Start RAW RECORDS

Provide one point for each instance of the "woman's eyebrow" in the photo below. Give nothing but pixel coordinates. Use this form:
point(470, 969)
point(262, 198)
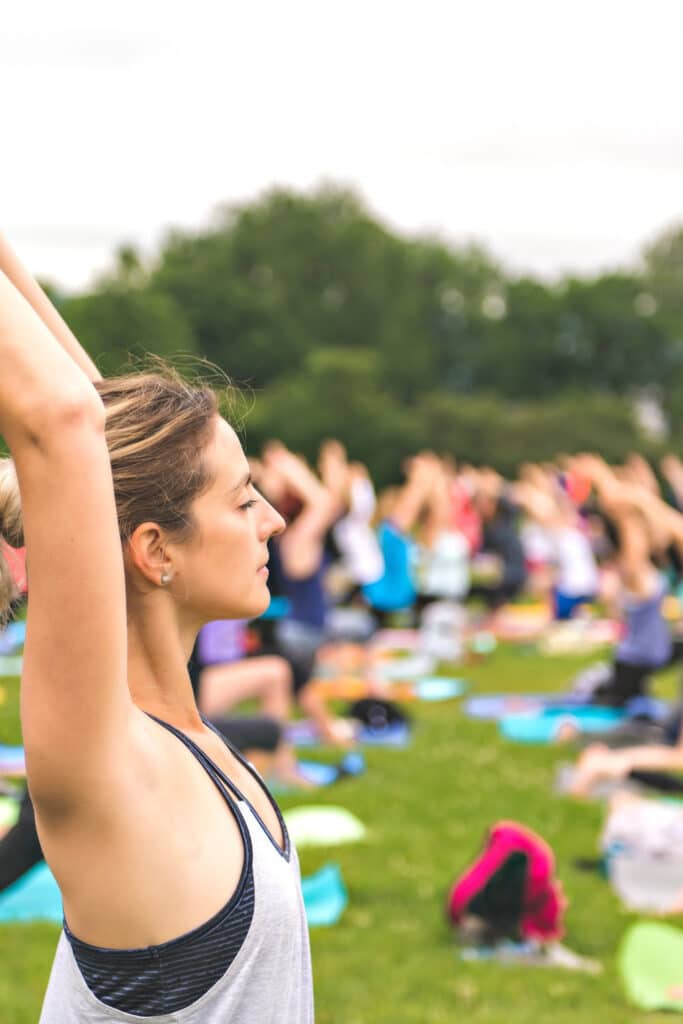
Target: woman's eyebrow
point(244, 482)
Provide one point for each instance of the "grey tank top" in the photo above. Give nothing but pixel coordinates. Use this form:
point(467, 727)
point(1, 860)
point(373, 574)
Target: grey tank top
point(267, 980)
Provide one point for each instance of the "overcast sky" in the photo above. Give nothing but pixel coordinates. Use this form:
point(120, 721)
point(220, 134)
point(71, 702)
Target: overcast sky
point(550, 131)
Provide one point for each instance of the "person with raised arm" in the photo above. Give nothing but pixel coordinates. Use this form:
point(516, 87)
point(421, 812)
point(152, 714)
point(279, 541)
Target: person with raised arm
point(181, 890)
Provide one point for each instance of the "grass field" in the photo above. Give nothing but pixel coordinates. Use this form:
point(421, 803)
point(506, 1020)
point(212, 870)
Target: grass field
point(391, 958)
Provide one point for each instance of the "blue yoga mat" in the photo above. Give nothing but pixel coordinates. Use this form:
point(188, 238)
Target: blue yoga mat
point(303, 733)
point(439, 688)
point(10, 666)
point(279, 607)
point(33, 897)
point(324, 774)
point(491, 707)
point(325, 896)
point(12, 760)
point(11, 638)
point(542, 727)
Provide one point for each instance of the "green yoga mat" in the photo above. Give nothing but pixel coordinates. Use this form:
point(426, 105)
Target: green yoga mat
point(323, 825)
point(650, 962)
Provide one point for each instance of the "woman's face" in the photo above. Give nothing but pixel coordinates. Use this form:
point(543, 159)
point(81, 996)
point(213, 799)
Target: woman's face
point(220, 571)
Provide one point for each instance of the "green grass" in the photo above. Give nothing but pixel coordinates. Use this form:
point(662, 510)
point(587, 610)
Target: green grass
point(391, 958)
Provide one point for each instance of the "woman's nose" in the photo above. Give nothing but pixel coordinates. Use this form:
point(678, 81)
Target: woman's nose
point(273, 524)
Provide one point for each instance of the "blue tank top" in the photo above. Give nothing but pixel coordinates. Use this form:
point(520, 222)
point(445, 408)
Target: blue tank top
point(647, 639)
point(306, 597)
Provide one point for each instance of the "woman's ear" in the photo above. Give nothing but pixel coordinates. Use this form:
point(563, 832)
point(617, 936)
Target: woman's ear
point(147, 554)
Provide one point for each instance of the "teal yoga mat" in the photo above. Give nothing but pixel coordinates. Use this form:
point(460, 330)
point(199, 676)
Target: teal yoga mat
point(542, 727)
point(10, 666)
point(33, 897)
point(439, 687)
point(325, 896)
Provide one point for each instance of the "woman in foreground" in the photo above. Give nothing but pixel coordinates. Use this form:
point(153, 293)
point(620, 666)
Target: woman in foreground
point(181, 891)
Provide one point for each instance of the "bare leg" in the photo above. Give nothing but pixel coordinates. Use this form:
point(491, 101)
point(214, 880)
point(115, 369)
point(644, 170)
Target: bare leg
point(267, 680)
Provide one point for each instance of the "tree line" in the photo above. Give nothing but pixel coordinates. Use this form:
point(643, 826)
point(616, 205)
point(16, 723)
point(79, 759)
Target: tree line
point(336, 326)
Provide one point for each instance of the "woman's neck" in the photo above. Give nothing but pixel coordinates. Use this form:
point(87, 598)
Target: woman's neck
point(159, 649)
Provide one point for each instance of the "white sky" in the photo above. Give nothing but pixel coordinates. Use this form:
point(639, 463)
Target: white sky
point(551, 131)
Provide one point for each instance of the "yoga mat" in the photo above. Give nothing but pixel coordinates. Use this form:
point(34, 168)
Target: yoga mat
point(325, 896)
point(650, 962)
point(396, 639)
point(10, 666)
point(12, 761)
point(12, 637)
point(325, 774)
point(542, 727)
point(404, 669)
point(9, 811)
point(495, 706)
point(439, 687)
point(279, 607)
point(33, 897)
point(304, 733)
point(323, 825)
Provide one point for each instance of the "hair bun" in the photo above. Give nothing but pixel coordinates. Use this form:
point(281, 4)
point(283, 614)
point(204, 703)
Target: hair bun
point(11, 522)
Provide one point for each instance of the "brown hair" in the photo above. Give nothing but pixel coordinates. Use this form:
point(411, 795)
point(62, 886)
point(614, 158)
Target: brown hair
point(157, 425)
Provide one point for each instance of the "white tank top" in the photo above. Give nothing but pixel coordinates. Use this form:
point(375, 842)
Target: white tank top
point(268, 978)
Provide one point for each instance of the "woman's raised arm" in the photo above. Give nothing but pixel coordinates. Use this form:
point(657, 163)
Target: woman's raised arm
point(27, 286)
point(74, 693)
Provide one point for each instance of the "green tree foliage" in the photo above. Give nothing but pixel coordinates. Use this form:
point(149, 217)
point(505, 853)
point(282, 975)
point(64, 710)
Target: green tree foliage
point(126, 317)
point(341, 327)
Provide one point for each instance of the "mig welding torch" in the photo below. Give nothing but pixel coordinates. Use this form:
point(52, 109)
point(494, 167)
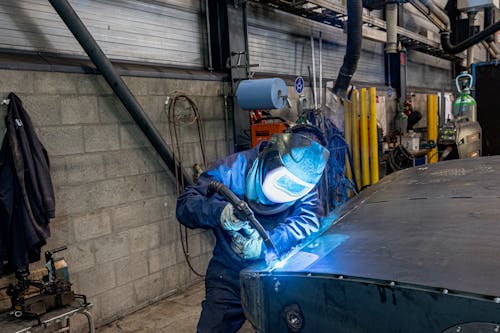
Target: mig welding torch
point(242, 212)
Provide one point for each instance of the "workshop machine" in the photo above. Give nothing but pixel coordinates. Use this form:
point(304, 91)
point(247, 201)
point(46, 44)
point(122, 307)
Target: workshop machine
point(417, 252)
point(31, 298)
point(460, 137)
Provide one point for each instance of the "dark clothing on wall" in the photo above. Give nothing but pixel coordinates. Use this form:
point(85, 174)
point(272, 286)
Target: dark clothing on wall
point(26, 194)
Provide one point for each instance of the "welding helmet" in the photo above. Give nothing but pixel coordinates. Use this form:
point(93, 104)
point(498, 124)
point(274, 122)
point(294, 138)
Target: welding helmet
point(288, 168)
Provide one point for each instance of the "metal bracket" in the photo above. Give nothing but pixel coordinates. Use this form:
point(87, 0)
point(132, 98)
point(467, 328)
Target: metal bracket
point(229, 62)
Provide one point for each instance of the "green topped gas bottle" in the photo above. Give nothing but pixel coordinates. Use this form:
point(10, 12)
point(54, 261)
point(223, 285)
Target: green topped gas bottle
point(464, 107)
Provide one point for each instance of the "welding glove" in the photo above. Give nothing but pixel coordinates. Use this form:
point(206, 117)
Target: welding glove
point(229, 221)
point(248, 246)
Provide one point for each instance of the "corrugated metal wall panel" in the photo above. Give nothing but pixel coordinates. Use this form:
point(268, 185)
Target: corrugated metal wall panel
point(425, 71)
point(166, 31)
point(280, 44)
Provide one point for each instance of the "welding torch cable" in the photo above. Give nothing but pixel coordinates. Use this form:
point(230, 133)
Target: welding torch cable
point(174, 121)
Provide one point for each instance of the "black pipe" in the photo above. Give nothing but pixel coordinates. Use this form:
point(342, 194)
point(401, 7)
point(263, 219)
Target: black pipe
point(88, 43)
point(487, 21)
point(464, 45)
point(353, 48)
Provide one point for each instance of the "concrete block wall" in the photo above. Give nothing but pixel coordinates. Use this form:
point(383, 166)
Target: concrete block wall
point(115, 207)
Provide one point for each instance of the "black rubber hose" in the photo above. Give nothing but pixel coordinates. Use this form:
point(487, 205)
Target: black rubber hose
point(104, 65)
point(353, 49)
point(487, 21)
point(464, 45)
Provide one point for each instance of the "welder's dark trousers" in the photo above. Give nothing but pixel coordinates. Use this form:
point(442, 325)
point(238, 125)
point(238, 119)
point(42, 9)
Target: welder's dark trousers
point(221, 309)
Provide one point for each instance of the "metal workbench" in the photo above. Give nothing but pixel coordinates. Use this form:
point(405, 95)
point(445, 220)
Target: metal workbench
point(53, 321)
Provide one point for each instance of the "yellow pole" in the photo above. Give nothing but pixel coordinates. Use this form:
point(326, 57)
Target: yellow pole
point(355, 138)
point(365, 159)
point(347, 135)
point(372, 93)
point(432, 128)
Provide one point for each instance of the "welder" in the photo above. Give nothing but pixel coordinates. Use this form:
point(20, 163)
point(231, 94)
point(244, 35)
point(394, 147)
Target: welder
point(277, 179)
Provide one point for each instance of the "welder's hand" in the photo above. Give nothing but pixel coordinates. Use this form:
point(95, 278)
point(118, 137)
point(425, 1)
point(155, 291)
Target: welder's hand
point(249, 246)
point(229, 221)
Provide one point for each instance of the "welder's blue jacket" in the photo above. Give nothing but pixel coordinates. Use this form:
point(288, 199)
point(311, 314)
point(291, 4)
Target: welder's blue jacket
point(196, 209)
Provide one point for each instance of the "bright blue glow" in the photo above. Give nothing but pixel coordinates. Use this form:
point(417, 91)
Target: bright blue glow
point(316, 249)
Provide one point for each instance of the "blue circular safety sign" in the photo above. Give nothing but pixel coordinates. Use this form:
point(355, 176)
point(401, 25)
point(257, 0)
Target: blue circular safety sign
point(299, 84)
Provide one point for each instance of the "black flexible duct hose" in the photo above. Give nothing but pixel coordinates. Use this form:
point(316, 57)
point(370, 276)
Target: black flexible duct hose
point(464, 45)
point(353, 49)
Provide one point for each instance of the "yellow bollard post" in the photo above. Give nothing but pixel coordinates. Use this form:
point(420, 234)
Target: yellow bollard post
point(355, 138)
point(432, 126)
point(347, 135)
point(372, 93)
point(363, 121)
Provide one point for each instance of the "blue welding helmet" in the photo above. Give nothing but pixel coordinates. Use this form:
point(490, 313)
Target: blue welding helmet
point(288, 168)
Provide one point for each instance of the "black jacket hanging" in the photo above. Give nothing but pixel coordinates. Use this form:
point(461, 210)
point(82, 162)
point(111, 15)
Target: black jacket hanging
point(26, 193)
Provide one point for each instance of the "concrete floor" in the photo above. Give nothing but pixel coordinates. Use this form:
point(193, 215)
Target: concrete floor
point(178, 313)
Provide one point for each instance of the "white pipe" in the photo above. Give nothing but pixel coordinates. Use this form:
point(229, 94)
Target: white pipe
point(320, 70)
point(391, 14)
point(314, 75)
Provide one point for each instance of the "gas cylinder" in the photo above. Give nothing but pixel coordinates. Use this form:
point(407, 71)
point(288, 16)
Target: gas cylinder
point(464, 107)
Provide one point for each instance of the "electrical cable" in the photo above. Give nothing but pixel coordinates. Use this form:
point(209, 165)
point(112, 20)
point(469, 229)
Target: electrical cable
point(175, 121)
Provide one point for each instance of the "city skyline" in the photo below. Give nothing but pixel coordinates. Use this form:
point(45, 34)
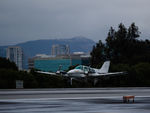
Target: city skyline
point(26, 20)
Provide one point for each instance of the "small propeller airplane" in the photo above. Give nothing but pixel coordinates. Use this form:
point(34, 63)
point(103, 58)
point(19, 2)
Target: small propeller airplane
point(82, 71)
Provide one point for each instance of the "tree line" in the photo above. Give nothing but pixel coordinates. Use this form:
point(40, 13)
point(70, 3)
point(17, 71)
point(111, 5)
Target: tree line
point(127, 53)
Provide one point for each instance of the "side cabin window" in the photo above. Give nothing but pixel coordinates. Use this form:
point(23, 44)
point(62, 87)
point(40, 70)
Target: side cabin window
point(79, 67)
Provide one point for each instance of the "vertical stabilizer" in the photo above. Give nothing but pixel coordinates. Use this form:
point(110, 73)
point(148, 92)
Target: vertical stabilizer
point(105, 67)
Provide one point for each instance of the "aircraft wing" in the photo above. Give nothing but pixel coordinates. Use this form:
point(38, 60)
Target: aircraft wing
point(48, 73)
point(107, 74)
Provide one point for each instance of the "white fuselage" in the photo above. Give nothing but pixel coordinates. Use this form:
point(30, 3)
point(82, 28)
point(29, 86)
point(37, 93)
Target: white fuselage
point(76, 73)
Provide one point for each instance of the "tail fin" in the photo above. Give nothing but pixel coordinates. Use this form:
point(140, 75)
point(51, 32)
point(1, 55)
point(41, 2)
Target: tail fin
point(105, 67)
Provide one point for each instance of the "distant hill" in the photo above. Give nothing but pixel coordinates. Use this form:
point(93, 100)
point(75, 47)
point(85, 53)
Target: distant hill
point(31, 48)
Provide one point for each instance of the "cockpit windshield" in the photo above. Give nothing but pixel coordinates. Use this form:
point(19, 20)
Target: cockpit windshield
point(79, 67)
point(85, 69)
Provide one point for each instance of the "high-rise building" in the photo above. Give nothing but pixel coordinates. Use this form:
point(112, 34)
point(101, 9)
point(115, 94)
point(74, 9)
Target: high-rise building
point(60, 50)
point(15, 54)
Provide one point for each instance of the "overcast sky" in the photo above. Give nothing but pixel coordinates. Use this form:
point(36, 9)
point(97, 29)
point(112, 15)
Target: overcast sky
point(24, 20)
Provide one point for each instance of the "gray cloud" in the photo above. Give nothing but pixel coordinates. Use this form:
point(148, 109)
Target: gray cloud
point(23, 20)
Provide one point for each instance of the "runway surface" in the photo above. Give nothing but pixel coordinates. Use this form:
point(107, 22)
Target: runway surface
point(77, 100)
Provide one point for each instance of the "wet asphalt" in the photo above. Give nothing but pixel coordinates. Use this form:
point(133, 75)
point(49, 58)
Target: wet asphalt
point(78, 100)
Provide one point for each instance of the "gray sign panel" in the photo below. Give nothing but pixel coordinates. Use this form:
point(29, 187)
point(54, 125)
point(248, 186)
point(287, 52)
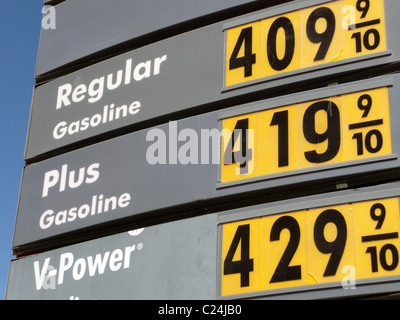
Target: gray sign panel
point(169, 261)
point(178, 163)
point(84, 28)
point(186, 259)
point(187, 74)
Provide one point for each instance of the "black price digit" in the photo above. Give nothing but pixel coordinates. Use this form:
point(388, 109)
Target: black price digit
point(245, 39)
point(332, 133)
point(284, 272)
point(281, 119)
point(337, 246)
point(365, 104)
point(363, 7)
point(245, 154)
point(325, 38)
point(276, 63)
point(245, 265)
point(378, 207)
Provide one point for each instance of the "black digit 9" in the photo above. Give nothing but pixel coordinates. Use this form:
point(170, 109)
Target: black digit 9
point(363, 6)
point(365, 104)
point(276, 63)
point(332, 133)
point(378, 207)
point(325, 38)
point(335, 247)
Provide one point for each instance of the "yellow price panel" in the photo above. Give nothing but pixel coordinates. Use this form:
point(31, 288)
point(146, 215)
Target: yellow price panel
point(331, 130)
point(313, 246)
point(309, 37)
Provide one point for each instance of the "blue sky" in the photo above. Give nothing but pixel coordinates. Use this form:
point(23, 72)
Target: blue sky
point(20, 32)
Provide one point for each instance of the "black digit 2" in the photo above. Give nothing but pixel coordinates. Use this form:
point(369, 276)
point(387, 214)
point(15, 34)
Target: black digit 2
point(326, 37)
point(332, 133)
point(276, 63)
point(249, 58)
point(245, 265)
point(337, 246)
point(283, 271)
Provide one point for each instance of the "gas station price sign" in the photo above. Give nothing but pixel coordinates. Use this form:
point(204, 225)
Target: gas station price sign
point(311, 246)
point(317, 35)
point(336, 130)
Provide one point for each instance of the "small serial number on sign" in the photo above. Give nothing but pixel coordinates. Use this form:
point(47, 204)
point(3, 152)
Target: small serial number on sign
point(305, 38)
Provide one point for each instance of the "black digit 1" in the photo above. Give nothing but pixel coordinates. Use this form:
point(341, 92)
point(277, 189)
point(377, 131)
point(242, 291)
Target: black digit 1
point(245, 265)
point(244, 155)
point(283, 271)
point(365, 104)
point(332, 133)
point(281, 119)
point(249, 58)
point(326, 37)
point(276, 63)
point(363, 6)
point(337, 246)
point(378, 218)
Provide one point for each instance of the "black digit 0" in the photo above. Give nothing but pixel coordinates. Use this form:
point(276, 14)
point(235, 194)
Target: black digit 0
point(378, 218)
point(249, 58)
point(281, 119)
point(245, 265)
point(365, 104)
point(276, 63)
point(363, 6)
point(283, 271)
point(337, 246)
point(326, 37)
point(332, 133)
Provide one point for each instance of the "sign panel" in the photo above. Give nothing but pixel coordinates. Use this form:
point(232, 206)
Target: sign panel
point(345, 239)
point(304, 38)
point(169, 261)
point(186, 75)
point(119, 22)
point(333, 130)
point(123, 177)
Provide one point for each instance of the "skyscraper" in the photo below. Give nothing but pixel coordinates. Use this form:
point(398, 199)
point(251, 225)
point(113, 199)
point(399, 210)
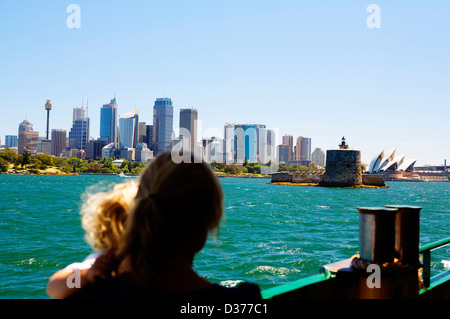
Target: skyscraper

End RAW RECORDS

EXERCISE DIRECTIONS |
Reproduce the entries above word for word, starting at the very beginning and ending at the line that contains "point(244, 482)", with both ends included. Leave out the pictures.

OUTPUT FOR THIS EXERCISE |
Provide one point for each instance of the "woman's eyebrow" in the photo below. Give nothing but pixel coordinates. Use this form:
point(470, 969)
point(262, 198)
Target: woman's eyebrow
point(244, 482)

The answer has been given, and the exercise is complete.